ENTRIES SUPPLIED:
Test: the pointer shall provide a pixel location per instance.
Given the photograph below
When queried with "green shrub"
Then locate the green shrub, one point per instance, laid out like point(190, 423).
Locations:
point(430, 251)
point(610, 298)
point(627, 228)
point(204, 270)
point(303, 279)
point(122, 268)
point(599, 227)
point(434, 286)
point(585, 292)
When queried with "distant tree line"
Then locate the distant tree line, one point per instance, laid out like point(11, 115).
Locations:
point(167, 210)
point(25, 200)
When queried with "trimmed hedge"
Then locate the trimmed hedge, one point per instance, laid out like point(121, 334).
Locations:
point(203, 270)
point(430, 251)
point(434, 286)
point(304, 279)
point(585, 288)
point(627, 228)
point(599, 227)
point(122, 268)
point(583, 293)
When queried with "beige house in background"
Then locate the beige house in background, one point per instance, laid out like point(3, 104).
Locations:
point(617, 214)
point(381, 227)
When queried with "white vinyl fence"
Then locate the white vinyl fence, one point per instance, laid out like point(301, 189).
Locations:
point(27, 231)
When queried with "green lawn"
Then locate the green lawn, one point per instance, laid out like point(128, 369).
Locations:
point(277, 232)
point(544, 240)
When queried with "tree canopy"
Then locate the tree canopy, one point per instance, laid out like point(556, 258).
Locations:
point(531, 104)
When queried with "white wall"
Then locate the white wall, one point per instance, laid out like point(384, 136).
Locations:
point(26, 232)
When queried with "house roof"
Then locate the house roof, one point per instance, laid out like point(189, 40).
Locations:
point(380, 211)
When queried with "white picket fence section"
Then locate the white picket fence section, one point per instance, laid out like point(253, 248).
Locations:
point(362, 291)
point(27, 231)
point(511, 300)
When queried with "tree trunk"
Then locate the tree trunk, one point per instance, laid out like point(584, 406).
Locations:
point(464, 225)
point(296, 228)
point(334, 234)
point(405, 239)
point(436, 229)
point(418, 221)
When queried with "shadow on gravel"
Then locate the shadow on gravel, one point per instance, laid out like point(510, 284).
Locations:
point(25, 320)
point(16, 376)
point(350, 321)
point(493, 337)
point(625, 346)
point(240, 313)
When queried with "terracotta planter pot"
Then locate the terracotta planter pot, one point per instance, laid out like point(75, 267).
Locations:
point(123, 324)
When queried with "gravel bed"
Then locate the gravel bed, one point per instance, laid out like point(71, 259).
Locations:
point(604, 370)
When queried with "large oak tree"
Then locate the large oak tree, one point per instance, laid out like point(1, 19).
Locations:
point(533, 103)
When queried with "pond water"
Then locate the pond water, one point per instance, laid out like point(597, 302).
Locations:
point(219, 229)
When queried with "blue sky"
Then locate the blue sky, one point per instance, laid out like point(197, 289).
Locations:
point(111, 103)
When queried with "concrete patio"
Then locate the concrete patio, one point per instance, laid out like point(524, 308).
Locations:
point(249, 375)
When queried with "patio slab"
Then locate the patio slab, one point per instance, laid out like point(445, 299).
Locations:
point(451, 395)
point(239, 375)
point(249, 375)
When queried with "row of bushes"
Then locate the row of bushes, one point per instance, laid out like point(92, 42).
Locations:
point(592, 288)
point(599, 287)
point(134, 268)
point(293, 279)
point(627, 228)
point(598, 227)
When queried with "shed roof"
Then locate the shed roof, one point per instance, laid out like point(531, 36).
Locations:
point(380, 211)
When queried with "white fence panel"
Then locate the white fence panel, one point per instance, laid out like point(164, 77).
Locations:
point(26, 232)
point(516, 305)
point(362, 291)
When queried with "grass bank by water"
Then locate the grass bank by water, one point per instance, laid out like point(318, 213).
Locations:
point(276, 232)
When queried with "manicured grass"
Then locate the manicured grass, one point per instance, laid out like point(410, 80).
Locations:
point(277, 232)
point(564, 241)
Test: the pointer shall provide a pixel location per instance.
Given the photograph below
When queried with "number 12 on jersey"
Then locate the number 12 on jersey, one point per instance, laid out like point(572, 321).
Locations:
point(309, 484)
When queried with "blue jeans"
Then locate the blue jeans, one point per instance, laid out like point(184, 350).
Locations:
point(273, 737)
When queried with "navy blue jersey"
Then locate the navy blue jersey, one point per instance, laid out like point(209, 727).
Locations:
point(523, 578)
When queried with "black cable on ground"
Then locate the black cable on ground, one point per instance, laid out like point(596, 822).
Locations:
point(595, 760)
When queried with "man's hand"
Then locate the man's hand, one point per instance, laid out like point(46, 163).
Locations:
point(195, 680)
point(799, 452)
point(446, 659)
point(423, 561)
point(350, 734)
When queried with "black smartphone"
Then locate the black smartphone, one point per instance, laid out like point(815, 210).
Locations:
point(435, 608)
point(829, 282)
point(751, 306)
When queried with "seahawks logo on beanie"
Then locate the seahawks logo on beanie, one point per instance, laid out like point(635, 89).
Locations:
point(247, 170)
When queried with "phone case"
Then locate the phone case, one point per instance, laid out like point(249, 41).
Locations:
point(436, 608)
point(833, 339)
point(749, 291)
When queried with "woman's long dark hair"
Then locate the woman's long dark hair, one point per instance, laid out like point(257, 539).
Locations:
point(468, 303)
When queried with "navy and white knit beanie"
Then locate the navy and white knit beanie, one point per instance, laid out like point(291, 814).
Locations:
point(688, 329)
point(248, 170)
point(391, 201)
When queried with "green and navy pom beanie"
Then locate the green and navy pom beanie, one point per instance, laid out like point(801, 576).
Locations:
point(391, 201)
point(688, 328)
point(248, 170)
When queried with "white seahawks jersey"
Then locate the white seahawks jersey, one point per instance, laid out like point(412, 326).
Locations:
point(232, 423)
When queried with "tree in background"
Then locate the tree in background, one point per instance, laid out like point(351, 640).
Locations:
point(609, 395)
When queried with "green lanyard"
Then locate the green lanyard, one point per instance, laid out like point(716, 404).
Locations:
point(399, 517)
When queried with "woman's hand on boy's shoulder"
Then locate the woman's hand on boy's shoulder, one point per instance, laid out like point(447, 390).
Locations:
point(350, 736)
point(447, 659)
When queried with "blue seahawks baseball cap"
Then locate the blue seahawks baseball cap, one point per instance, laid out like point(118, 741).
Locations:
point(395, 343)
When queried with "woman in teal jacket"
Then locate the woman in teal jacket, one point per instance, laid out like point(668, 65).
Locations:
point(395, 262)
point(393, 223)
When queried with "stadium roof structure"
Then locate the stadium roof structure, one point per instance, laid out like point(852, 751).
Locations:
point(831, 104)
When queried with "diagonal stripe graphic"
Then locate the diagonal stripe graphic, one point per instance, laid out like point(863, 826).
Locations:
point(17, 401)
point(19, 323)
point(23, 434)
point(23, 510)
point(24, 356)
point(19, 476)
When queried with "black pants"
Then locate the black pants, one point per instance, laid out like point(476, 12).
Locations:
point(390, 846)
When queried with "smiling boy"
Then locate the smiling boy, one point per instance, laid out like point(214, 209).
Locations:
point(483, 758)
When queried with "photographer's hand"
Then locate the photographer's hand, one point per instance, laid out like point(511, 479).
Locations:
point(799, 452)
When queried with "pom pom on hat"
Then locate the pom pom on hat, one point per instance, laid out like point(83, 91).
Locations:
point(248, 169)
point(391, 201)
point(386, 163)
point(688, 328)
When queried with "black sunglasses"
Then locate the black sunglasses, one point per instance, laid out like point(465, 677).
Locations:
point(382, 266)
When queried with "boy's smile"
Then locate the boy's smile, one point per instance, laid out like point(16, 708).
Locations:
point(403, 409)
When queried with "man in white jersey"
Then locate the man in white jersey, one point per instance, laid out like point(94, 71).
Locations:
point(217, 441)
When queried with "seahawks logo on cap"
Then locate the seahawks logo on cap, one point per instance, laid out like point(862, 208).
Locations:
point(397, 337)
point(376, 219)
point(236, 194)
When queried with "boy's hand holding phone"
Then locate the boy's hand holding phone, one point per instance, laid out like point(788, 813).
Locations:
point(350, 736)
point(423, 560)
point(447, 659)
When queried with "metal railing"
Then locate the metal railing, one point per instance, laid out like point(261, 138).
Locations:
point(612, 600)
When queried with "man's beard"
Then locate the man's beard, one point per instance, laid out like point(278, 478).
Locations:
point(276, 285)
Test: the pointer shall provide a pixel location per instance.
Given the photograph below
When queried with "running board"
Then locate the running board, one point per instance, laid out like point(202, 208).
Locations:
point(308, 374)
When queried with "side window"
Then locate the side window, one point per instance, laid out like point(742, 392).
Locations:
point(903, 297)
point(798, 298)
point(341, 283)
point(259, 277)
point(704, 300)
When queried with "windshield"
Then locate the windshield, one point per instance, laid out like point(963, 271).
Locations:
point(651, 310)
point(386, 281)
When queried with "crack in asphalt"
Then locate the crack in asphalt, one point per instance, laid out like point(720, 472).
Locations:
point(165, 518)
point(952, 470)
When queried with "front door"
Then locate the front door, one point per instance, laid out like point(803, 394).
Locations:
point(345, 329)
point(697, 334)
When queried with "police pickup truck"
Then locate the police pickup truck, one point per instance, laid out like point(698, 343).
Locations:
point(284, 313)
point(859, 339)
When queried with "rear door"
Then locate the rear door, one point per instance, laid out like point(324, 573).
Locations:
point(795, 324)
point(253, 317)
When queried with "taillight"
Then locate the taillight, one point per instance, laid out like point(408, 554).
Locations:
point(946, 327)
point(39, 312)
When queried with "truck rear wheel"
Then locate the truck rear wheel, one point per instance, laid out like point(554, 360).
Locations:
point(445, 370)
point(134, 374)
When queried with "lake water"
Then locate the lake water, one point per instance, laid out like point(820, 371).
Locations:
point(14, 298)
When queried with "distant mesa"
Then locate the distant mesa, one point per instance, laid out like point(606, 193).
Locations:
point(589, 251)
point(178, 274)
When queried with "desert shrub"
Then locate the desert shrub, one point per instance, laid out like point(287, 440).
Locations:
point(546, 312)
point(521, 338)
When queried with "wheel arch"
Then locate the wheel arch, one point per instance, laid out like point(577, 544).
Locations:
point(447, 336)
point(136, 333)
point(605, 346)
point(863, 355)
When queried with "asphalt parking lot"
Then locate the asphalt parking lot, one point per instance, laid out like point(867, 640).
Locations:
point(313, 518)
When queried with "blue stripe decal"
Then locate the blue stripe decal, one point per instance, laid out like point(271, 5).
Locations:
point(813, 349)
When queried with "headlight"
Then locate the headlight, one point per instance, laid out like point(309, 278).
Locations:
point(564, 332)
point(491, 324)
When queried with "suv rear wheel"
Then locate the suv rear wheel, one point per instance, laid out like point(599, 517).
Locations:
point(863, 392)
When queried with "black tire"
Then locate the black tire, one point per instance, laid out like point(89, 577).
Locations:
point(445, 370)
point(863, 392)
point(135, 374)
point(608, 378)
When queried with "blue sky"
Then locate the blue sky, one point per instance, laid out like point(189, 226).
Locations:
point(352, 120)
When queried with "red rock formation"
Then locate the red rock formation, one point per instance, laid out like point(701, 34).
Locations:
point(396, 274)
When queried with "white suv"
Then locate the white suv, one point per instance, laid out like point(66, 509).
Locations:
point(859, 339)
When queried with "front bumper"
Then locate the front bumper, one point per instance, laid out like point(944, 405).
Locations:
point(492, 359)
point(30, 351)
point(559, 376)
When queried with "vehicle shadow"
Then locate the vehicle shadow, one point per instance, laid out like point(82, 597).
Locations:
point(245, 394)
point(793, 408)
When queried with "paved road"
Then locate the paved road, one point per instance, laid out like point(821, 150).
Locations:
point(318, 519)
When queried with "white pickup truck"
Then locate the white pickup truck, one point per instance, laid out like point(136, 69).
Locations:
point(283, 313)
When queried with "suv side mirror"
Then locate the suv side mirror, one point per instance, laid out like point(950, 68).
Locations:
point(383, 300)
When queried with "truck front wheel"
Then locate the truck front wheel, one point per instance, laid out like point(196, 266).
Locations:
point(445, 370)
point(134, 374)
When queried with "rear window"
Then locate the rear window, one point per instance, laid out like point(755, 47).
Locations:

WORK TO COMPLETE:
Pull out every line of the material above that contains the word "arch", copying each one in full.

FULL ANSWER:
When queried with "wheel arch"
Then locate the wheel arch, one point per instance, laid out like point(577, 544).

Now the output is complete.